Set out the listing below as a numbered list, omitting any blank lines.

→ **Provided data**:
>> Begin

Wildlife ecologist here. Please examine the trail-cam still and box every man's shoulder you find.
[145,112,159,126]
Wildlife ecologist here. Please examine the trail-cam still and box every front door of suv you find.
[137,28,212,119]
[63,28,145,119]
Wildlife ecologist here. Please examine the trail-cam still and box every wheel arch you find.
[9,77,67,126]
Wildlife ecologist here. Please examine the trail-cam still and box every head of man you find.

>> End

→ **Reply**:
1. Wildlife ecologist here. Please examine the trail-cam still and box every man's shoulder you find.
2. [145,112,159,126]
3. Wildlife ecologist here. Please examine the trail-cam still and box every front door of suv you find.
4. [137,28,212,119]
5. [63,28,145,119]
6. Wildlife ecologist here. Please examine the trail-cam still and box every wheel arch you find.
7. [9,77,67,126]
8. Wildlife ecologist here. Please examine the trail-cam still and box every head of man you find.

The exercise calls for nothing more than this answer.